• EXERCISE DIRECTIONS:
Copy the data below word for word, leaving out the pictures.

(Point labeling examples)
--------------------------------------------------
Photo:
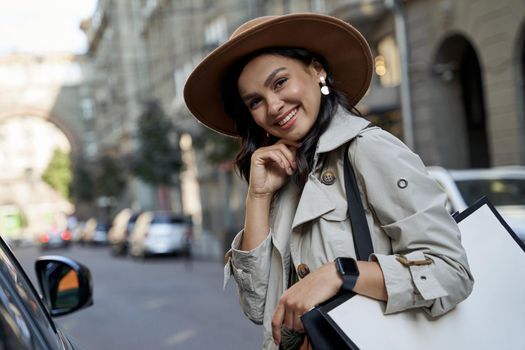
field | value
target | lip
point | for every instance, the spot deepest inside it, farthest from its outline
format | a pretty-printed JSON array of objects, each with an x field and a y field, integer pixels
[{"x": 289, "y": 123}]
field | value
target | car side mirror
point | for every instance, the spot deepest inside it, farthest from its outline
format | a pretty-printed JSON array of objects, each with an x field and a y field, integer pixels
[{"x": 66, "y": 284}]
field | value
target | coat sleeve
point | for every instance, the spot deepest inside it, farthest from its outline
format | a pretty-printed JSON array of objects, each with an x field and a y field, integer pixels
[
  {"x": 250, "y": 271},
  {"x": 428, "y": 266}
]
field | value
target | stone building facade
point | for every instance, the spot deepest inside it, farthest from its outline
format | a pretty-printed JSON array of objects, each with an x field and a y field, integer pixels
[{"x": 465, "y": 87}]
--------------------------------------------------
• WRITTEN ANSWER:
Photo:
field | value
target | lip
point | for every instance, the spot deepest inside it, farthest from its outline
format | a pretty-printed JSON array of objects, each with an x field and a y field, integer pixels
[{"x": 289, "y": 123}]
field | value
target | car side mirror
point | for every instance, the spot deepest inside it, farthest from its outline
format | a pretty-printed JSON array of objects, each with an x field and a y field, integer pixels
[{"x": 66, "y": 284}]
field | value
target | coat sleeve
point | for every instance, the spot deepest inside it, farthest from its outline
format | a pretty-printed JSON array of objects, each with an x field and a y field, integer pixels
[
  {"x": 250, "y": 271},
  {"x": 428, "y": 266}
]
field | value
target | stone building facade
point | for every instance, the spot deepest inside it, farthest from its outline
format | a pretty-printed JSON array of objects, each with an x field and a y field, integer pixels
[{"x": 465, "y": 87}]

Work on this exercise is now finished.